待处理数据
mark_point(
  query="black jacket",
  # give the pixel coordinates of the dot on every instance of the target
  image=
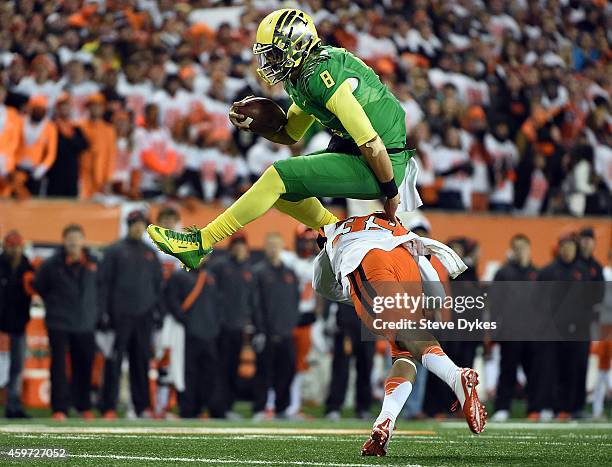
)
(276, 301)
(565, 297)
(14, 300)
(201, 318)
(63, 176)
(70, 292)
(512, 298)
(132, 279)
(235, 284)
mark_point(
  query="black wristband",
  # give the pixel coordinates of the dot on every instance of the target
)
(389, 189)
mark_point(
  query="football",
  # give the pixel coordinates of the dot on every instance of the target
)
(268, 116)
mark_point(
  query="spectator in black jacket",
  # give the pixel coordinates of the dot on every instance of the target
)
(560, 363)
(275, 316)
(593, 294)
(193, 299)
(15, 298)
(349, 343)
(132, 278)
(68, 283)
(63, 176)
(234, 280)
(511, 297)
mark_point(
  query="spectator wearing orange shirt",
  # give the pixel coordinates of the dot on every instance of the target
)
(11, 130)
(98, 162)
(39, 149)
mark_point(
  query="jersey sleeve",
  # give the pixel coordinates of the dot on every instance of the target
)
(298, 122)
(349, 111)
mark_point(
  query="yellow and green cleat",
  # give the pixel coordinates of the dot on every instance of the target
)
(185, 246)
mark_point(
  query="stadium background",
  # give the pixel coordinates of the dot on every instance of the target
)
(570, 53)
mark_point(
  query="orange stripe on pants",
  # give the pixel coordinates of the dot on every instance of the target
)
(384, 273)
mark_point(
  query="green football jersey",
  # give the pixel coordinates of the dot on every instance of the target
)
(324, 71)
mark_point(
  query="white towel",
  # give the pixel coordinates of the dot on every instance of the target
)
(449, 259)
(409, 196)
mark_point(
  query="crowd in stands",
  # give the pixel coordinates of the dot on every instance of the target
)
(508, 103)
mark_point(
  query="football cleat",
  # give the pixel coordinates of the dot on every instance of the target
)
(185, 246)
(467, 398)
(376, 444)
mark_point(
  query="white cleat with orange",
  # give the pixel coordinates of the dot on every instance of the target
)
(467, 397)
(376, 444)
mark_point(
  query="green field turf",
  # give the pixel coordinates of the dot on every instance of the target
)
(316, 443)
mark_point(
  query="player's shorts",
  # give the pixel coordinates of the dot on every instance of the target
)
(381, 274)
(335, 175)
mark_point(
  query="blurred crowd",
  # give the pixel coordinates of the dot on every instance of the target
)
(508, 103)
(248, 326)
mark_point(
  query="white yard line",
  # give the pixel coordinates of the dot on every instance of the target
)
(534, 425)
(197, 430)
(217, 461)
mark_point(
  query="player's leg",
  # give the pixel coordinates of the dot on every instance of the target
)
(298, 181)
(462, 381)
(398, 387)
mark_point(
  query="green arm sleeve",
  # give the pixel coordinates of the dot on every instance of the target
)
(344, 105)
(298, 122)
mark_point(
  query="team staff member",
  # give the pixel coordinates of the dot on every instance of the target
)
(39, 145)
(594, 274)
(235, 282)
(193, 299)
(15, 298)
(275, 316)
(132, 278)
(518, 268)
(11, 134)
(349, 342)
(559, 364)
(68, 283)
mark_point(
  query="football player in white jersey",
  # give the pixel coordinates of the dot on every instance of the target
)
(370, 259)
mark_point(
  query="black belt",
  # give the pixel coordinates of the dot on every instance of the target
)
(348, 146)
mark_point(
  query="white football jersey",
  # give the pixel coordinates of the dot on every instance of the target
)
(350, 240)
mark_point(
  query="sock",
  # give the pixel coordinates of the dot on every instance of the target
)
(295, 395)
(308, 211)
(599, 394)
(163, 395)
(436, 361)
(397, 390)
(251, 205)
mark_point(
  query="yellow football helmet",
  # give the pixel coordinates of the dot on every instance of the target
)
(284, 39)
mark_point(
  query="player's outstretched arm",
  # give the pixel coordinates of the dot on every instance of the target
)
(345, 106)
(298, 123)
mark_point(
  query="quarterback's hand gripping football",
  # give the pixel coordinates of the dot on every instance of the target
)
(239, 120)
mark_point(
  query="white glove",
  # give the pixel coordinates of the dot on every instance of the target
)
(39, 172)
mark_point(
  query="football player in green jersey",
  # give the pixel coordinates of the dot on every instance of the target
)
(366, 157)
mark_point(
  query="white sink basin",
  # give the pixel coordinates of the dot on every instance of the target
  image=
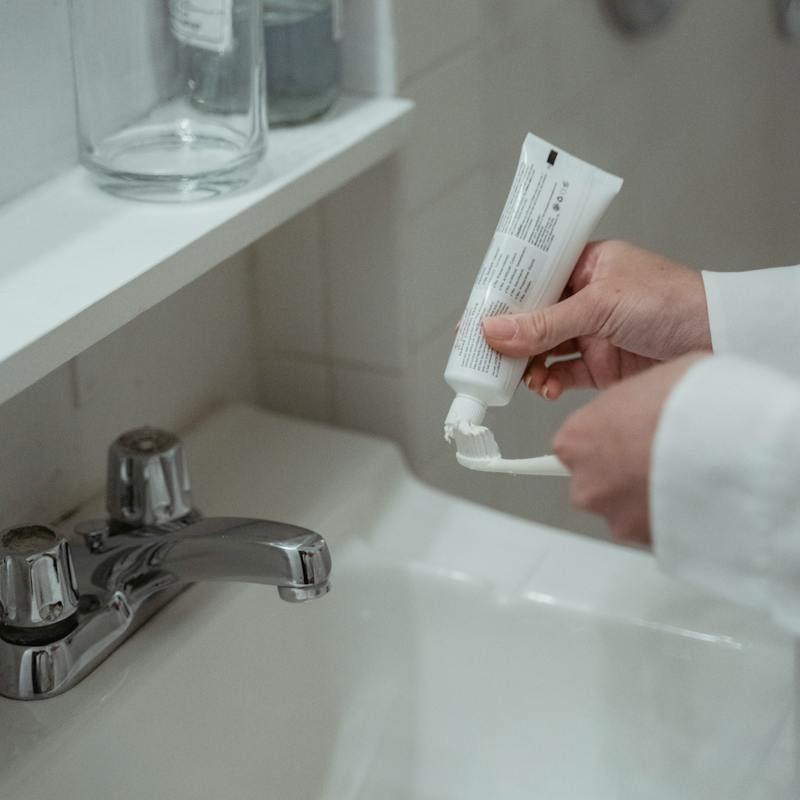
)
(461, 654)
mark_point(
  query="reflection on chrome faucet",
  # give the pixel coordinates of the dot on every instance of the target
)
(64, 608)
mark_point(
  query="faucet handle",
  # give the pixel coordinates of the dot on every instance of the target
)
(148, 480)
(38, 587)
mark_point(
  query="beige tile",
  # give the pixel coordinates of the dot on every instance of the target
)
(441, 249)
(359, 241)
(448, 135)
(291, 288)
(427, 33)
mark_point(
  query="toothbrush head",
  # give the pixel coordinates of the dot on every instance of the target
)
(475, 443)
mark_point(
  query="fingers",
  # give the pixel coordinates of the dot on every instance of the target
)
(520, 335)
(551, 382)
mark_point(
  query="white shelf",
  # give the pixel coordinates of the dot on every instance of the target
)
(77, 264)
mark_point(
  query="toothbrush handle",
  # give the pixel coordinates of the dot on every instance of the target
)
(541, 465)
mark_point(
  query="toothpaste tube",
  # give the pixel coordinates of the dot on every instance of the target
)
(554, 203)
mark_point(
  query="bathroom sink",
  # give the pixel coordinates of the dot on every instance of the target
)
(461, 654)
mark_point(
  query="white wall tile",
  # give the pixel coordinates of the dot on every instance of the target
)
(368, 400)
(293, 384)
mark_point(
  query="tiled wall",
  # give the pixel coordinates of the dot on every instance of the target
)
(700, 118)
(346, 313)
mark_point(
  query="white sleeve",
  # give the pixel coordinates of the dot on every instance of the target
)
(756, 314)
(725, 484)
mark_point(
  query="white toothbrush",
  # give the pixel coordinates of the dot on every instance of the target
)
(476, 448)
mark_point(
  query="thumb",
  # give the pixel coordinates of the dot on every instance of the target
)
(535, 332)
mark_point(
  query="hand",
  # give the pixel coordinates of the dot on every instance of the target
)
(607, 445)
(625, 309)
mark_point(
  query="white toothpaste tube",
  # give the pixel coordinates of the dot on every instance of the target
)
(554, 204)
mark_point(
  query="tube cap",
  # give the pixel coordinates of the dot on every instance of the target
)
(465, 408)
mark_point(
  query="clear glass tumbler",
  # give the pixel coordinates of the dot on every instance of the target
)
(171, 98)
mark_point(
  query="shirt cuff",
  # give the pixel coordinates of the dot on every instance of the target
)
(754, 314)
(725, 477)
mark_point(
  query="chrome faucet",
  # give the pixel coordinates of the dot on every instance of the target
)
(67, 602)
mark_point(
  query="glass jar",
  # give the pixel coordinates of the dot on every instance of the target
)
(171, 96)
(301, 39)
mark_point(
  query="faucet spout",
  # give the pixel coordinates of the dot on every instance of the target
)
(294, 559)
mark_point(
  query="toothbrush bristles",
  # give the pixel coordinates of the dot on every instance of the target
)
(478, 442)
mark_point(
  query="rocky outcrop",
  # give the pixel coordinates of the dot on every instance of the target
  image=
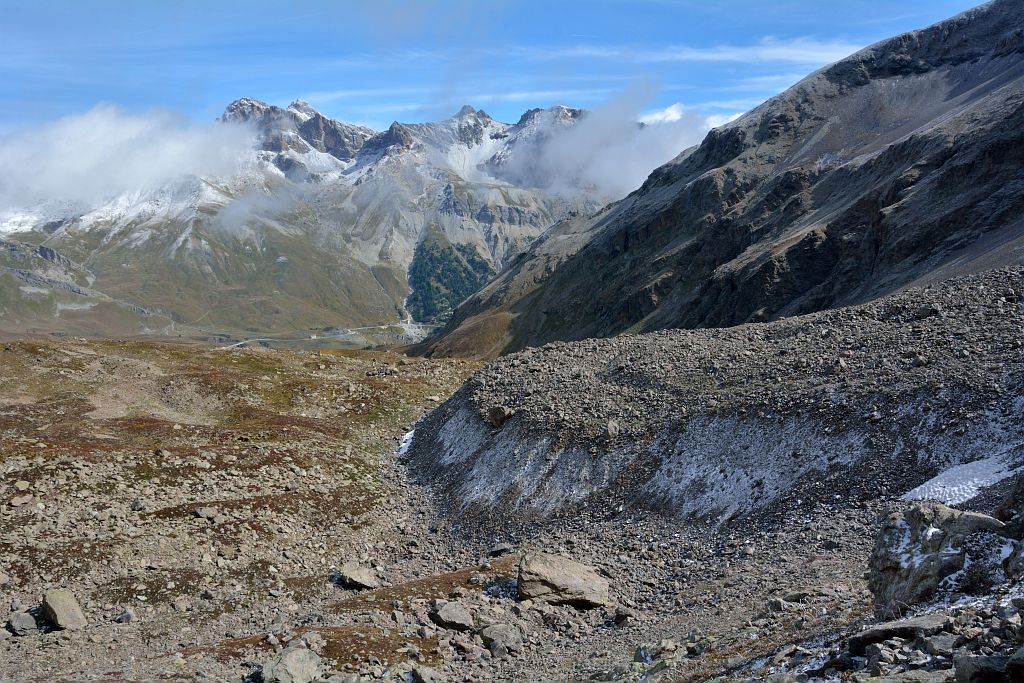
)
(351, 574)
(61, 609)
(898, 165)
(295, 665)
(715, 424)
(921, 549)
(560, 581)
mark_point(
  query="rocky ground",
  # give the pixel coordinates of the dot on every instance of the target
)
(181, 513)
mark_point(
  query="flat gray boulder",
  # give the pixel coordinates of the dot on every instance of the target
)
(61, 609)
(296, 665)
(908, 629)
(558, 580)
(452, 615)
(351, 574)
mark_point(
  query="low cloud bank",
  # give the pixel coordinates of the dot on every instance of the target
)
(611, 150)
(89, 158)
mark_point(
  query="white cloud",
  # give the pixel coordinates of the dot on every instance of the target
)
(608, 150)
(716, 120)
(86, 159)
(804, 51)
(668, 115)
(678, 112)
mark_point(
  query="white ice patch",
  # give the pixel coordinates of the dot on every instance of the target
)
(962, 482)
(407, 441)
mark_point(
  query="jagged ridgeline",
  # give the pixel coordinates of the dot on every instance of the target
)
(897, 166)
(325, 225)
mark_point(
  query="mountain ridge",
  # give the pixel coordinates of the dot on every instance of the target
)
(317, 228)
(843, 188)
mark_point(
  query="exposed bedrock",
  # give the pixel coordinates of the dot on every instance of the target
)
(861, 401)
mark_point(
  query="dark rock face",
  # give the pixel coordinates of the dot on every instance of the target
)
(899, 165)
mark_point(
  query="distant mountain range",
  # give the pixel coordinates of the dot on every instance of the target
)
(329, 225)
(901, 165)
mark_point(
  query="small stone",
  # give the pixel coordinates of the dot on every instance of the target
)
(427, 675)
(501, 549)
(22, 624)
(560, 581)
(127, 616)
(503, 635)
(61, 609)
(499, 415)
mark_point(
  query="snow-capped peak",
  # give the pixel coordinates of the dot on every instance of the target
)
(303, 110)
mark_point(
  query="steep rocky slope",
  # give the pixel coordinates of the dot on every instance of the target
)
(318, 227)
(737, 423)
(900, 165)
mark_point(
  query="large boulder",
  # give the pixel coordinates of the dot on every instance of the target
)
(61, 609)
(925, 549)
(560, 581)
(909, 629)
(353, 575)
(452, 615)
(296, 665)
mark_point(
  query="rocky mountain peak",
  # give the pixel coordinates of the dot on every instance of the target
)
(303, 109)
(247, 109)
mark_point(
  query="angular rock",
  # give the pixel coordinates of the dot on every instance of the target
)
(453, 615)
(127, 616)
(499, 415)
(560, 581)
(22, 624)
(427, 675)
(503, 635)
(980, 669)
(916, 549)
(351, 574)
(909, 629)
(296, 665)
(61, 609)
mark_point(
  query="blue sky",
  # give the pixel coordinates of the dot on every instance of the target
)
(386, 59)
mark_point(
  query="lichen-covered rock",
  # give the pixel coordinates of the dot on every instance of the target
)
(931, 546)
(560, 581)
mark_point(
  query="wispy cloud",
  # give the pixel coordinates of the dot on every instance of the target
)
(802, 51)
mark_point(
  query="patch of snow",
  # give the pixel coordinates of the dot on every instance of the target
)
(962, 482)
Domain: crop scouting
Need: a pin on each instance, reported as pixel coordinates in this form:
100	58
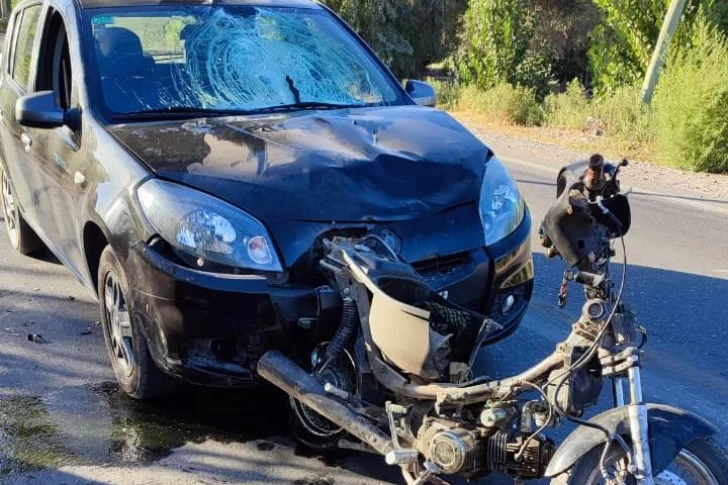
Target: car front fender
670	430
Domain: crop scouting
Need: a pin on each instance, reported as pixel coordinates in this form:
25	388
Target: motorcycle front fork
641	461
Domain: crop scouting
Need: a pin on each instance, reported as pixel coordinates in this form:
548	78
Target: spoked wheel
136	372
703	462
308	427
22	238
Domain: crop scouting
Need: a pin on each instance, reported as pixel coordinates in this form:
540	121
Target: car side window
24	44
54	62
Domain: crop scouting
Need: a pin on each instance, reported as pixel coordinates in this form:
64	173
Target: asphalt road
60	410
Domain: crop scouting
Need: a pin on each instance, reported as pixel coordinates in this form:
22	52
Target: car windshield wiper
305	105
177	112
189	112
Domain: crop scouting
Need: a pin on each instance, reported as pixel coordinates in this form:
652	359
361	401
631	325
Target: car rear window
24	44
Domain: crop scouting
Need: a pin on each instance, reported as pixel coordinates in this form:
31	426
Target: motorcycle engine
474	452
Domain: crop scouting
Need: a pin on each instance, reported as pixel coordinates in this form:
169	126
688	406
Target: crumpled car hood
369	164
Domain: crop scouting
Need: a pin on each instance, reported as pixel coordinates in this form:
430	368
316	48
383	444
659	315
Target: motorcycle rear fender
670	430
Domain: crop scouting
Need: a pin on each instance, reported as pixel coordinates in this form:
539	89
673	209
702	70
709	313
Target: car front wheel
136	372
22	238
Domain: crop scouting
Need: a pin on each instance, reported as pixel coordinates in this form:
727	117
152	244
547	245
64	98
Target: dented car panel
313	166
364	160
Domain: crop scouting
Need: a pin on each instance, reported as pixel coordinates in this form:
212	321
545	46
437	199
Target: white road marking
636	191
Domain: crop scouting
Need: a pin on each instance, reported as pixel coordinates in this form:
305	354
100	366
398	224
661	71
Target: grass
685	127
617	125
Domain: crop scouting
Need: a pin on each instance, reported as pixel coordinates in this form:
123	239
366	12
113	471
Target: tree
407	34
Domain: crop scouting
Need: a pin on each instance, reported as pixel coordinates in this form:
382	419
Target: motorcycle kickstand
428	475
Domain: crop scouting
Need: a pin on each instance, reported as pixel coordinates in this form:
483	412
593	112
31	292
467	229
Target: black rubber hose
349	321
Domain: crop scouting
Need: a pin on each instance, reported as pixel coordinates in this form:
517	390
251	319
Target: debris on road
37	338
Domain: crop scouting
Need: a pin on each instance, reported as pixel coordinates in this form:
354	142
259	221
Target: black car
186	159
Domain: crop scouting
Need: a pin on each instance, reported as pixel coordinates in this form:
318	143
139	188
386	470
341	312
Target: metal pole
669	26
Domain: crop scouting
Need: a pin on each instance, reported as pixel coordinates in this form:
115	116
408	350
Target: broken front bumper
211	329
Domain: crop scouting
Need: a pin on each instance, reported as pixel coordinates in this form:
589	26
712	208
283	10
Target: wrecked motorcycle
397	374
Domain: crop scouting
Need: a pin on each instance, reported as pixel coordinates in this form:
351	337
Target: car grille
442	266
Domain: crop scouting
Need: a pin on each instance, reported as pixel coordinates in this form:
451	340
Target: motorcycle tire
705	460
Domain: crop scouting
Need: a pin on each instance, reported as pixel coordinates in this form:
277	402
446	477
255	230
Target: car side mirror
39	110
422	93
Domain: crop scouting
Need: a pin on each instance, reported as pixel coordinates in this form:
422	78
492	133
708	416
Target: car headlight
502	208
203	229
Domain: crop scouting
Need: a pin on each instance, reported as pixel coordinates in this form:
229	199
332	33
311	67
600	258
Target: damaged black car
187	159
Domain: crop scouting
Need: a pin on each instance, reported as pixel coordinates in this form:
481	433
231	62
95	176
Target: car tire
22	238
134	368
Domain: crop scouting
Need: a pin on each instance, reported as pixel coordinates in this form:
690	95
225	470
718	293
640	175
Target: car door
55	154
18	56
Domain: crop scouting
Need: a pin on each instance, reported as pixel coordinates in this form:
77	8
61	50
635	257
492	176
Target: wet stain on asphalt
99	425
265	446
316	480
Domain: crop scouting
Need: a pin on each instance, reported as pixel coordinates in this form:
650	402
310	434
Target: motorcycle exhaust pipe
279	370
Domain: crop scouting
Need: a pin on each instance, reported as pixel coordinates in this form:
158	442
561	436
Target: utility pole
669	26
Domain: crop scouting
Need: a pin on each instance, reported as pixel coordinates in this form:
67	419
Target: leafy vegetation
573	64
504	103
691	105
408	35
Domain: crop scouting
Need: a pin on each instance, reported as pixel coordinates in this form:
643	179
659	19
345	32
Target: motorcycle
397	373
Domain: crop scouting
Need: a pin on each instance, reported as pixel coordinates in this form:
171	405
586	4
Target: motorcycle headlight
203	229
502	208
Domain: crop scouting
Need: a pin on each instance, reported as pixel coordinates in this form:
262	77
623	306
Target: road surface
63	421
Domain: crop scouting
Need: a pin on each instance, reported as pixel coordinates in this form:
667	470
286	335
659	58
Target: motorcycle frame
462	395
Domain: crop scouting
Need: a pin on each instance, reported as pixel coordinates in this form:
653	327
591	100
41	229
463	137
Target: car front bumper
211	329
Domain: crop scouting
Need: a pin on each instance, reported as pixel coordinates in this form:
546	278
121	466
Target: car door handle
27	141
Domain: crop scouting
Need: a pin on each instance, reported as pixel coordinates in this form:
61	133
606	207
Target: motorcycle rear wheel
702	462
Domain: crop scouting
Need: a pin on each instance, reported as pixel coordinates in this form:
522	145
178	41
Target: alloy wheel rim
118	324
9	210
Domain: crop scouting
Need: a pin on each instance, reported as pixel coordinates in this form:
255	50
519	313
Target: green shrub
691	105
504	103
570	109
448	93
618	114
495	39
623	115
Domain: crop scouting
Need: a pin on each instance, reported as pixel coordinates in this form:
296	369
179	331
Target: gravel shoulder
546	147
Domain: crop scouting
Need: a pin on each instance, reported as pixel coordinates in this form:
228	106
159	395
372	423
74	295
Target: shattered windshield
230	59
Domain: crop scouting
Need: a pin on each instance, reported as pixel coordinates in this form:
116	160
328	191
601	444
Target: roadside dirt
546	146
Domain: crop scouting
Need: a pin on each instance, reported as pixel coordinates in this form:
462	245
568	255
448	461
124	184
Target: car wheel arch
94	243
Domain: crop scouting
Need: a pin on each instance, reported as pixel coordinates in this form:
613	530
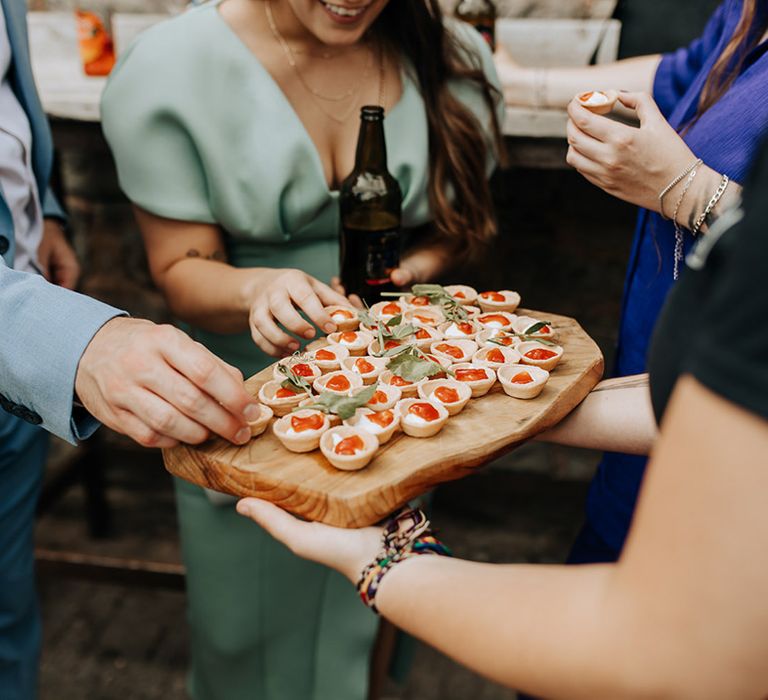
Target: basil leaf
288	384
343	406
536	339
536	327
403	331
293	381
412	367
428	290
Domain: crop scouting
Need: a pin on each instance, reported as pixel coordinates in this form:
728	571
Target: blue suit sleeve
45	330
51	207
680	68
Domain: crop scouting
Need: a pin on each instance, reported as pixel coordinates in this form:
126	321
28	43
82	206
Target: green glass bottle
481	14
371	205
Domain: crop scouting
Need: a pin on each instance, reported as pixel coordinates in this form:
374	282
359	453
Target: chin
338	23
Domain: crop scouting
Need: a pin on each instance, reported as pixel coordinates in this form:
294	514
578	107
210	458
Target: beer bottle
481	14
370	202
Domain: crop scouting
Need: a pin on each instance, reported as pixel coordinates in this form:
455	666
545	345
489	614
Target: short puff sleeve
145	124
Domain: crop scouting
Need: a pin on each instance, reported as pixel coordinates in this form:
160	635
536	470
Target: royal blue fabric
726	137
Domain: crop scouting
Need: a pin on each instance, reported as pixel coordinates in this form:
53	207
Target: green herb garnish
343	406
535	339
536	327
412	365
293	382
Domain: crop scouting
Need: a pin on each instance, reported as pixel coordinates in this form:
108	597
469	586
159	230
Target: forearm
212	295
616	416
541	629
556	87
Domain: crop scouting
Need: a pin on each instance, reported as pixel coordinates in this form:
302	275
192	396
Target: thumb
402	276
643	104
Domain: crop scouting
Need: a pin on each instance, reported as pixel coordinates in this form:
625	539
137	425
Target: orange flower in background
96	48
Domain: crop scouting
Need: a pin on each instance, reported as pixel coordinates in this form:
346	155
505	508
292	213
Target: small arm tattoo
215	255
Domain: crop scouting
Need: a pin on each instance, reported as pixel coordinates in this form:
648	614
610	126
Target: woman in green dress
232	126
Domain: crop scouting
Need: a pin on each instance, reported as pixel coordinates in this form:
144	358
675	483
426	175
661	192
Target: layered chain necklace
322	100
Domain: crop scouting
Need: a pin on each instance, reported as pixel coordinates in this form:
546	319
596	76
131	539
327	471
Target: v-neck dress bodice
201	132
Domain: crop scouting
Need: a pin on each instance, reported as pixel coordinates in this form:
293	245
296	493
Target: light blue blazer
44	329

任务目标
收集上述条目中所有含有字符串“green”的行，逐行照抄下来。

参考答案
  query="yellow and green cleat",
  query="green football jersey",
  query="green field turf",
  query="green arm sleeve",
  query="football player in green jersey",
Target: green shrub
Target: green glass bottle
Target: green herb garnish
Target: woman in green dress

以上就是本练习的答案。